→ PAGE
--- Begin ---

The Company accounts for stock compensation in accordance with FASB ASC Topic 718, “Compensation—Stock Compensation” (“ASC 718”). Under ASC 718, stock-based compensation associated with equity-classified awards is measured at fair value upon the grant date.
Recent Accounting Standards
Management does not believe that any recently issued, but not yet effective, accounting standards, if currently adopted, would have a material effect on the Company’s financial statements.
NOTE
4
— INITIAL PUBLIC OFFERING
Pursuant to the Initial Public Offering, the Company sold 20,010,000 Units at a price of $10.00 per Unit. Each Unit consists of one Class A ordinary shares and one-half of one redeemable warrant (“Public Warrant”). Each whole Public Warrant entitles the holder to purchase one Class A ordinary share at a price of $11.50 per share, subject to adjustment (see Note 7).
NOTE
5
— PRIVATE PLACEMENTS
Simultaneously with the closing of the Initial Public Offering, the Company consummated the private sale (the “Private Placement”) to the Sponsor of an aggregate of 8,638,500 Private Placement Warrants at a price of $1.00 per Private Placement Warrant (generating gross proceeds of $8,638,500). Each Private Placement Warrant is exercisable to purchase one Class A ordinary share at a price of $11.50 per share, subject to adjustment.

--- End ---

→ GIVEN MATERIAL
--- Begin ---

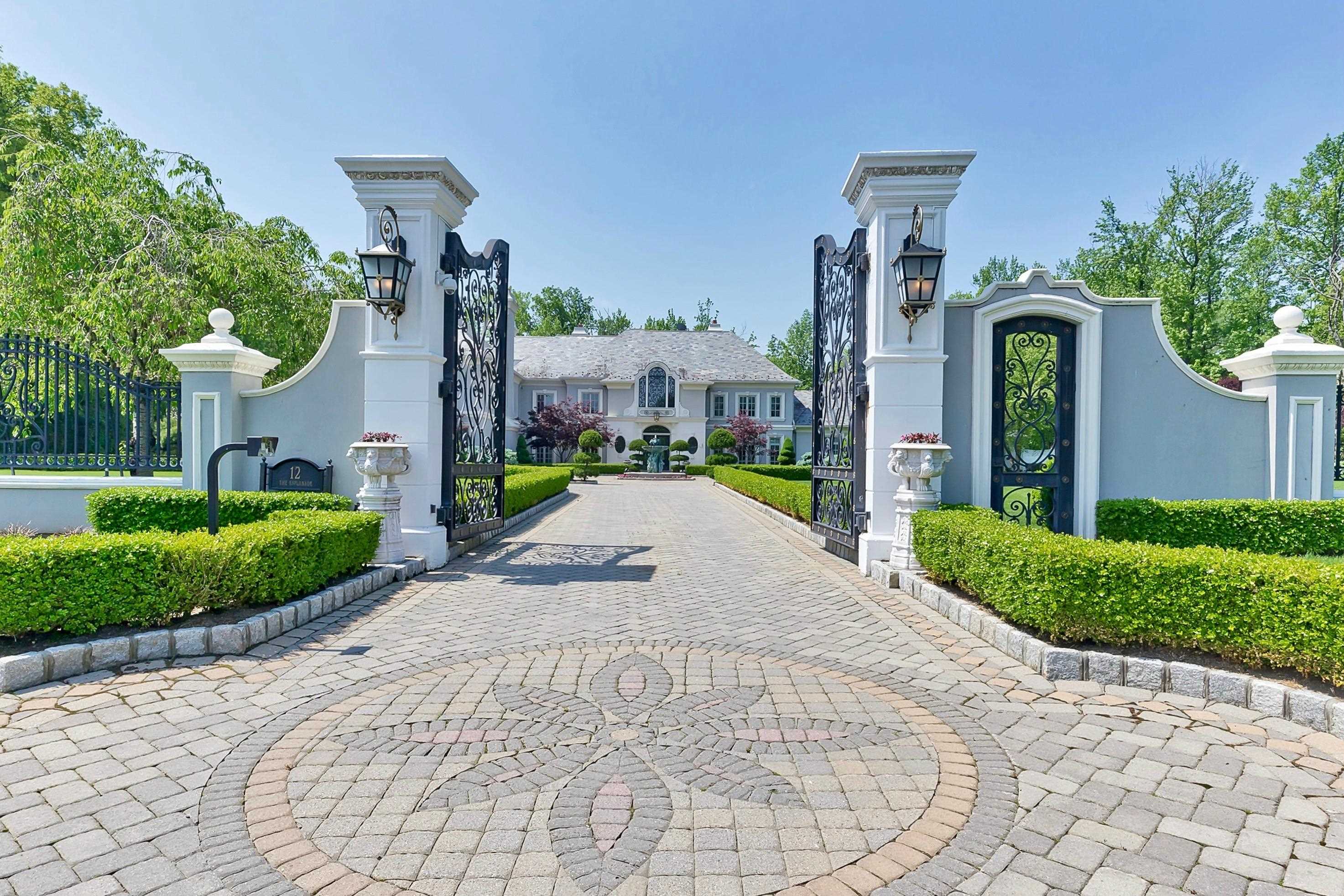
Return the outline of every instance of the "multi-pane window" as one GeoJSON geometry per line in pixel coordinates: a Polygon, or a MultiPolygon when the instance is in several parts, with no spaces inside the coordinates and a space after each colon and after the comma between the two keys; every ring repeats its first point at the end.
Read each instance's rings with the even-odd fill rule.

--- End ---

→ PROBLEM SET
1. Why does the company measure stock-based compensation for equity-classified awards at fair value on the grant date, according to the financial notes?
2. List each distinct dollar amount that appears in the financial notes, and say what each one refers to.
3. Extend the financial notes on the offering and private placement, starting after their last sentence.

→ ANSWER LIST
1. The company accounts for stock compensation under FASB ASC Topic 718. That standard requires stock-based compensation tied to equity-classified awards to be measured at fair value on the grant date.

2.
- $10.00: the price per Unit sold in the Initial Public Offering
- $11.50: the per-share price at which a whole Public Warrant or a Private Placement Warrant can be used to buy one Class A ordinary share, subject to adjustment
- $1.00: the price per Private Placement Warrant
- $8,638,500: the gross proceeds from the Private Placement

3.
Additionally, simultaneously with the closing of the Initial Public Offering, pursuant to a Subscription Agreement, dated November 22, 2021, by and between the Company and Mizuho, the Company completed the private sale of an aggregate of 150,000 Class B ordinary shares of the Company, par value $0.0001 per share, at a purchase price of approximately $3.33 per Representative Share, generating gross proceeds to the Company of $500,000. No underwriting discounts or commissions were paid with respect to such sale. The issuance of the Representative Shares was made pursuant to the exemption from registration contained in Section 4(a)(2) of the Securities Act (see Notes 5 and 6).
A portion of the proceeds from the Private Placement Warrants and the Representative Shares was added to the proceeds from the Initial Public Offering held in the Trust Account. If the Company does not complete a Business Combination within the Combination Period, the proceeds from the sale of the Private Placement Warrants held in the Trust Account will be used to fund the redemption of the Public Shares (subject to the requirements of applicable law) and the Private Placement Warrants will be worthless.
The Sponsor and the Company’s officers and directors agreed, subject to limited exceptions, not to transfer, assign or sell any of their Private Placement Warrants until 30 days after the completion of the initial Business Combination.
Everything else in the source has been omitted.